• Brief: Give the data again exactly, stopping after the "Task: identify the person walking" line.

• Data for this task:
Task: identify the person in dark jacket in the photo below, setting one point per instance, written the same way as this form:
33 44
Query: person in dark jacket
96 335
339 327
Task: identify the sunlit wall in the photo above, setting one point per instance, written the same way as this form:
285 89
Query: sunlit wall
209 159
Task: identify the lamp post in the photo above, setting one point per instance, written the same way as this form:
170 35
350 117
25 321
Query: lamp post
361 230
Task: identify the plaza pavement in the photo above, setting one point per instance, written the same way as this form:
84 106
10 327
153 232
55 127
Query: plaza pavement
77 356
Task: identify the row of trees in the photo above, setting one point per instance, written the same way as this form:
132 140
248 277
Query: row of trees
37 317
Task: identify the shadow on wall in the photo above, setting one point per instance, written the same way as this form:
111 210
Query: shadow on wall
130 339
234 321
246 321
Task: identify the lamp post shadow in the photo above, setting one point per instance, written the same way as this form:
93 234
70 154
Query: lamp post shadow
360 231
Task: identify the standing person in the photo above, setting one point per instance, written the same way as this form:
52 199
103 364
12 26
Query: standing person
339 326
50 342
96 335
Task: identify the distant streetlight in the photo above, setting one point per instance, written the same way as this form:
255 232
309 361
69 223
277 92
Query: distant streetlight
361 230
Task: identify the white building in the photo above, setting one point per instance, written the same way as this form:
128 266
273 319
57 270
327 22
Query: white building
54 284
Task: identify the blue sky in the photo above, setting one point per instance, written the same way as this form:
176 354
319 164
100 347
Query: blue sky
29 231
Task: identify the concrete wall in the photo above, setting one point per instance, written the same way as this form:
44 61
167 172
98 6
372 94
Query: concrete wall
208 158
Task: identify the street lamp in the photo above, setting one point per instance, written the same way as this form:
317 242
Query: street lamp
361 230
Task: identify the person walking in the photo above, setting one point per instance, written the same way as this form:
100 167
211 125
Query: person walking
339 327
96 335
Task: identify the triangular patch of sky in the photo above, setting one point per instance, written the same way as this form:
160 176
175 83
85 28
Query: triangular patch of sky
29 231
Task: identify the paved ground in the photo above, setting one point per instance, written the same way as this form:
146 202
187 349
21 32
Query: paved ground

• Your solution:
Task: identify the person in dark jacket in the photo below, setting one point per instance, written the same way as this form:
33 44
Query: person in dark jacket
96 335
339 327
Task: identify the sunlit wall in the photo above, setting one point per instance, written the same way as this form:
285 89
Query: sunlit wall
209 159
Task: identify the lamp post in the photo above, setting one point per instance, written the same way as this form:
170 35
350 117
25 321
Query: lamp post
361 230
Task: identify the plaza pavement in the photo above, setting one point per instance, written the same way as this form:
84 106
10 327
153 232
55 127
Query: plaza pavement
77 356
Task: identify the row of trees in the photo above, setting one point per instance, written the same way as this form:
132 140
248 277
Query: row of trees
37 317
Task: identify the shadow on wall in the photo above, setting one point per instance, written the same way as this form:
111 210
Query: shadow on wall
130 339
234 321
246 321
Task: identify the lamp post shadow in the photo above, setting one point per instance, written the same way as this form:
93 234
70 154
Query: lamp post shadow
360 231
Task: identify the standing person in the photo above, setting one point per instance, written the same way as this form:
52 199
103 364
12 26
Query: standing person
339 326
50 342
96 335
Task: identify the distant streetlight in the photo above, setting one point per instance, written the same way as this form:
255 232
309 361
69 223
277 92
Query: distant streetlight
361 230
Task: identify the white building in the photo above, setting one point per instance, written the same way as this form:
128 266
273 319
57 270
327 22
Query: white building
54 284
Task: identify the blue sky in the photo above, setting one point per instance, written the same way as this form:
176 354
319 164
100 347
Query: blue sky
29 231
Task: identify the concrete wall in the photo above, setting one point per instance, written the same way as this form:
44 61
167 172
98 6
372 94
Query: concrete wall
208 158
Task: identify the street lamp in the photo above, setting one point per instance, written the same way as this form:
317 242
Query: street lamp
361 230
Task: identify the person walking in the photo above, setting one point per instance, written the same way as this form:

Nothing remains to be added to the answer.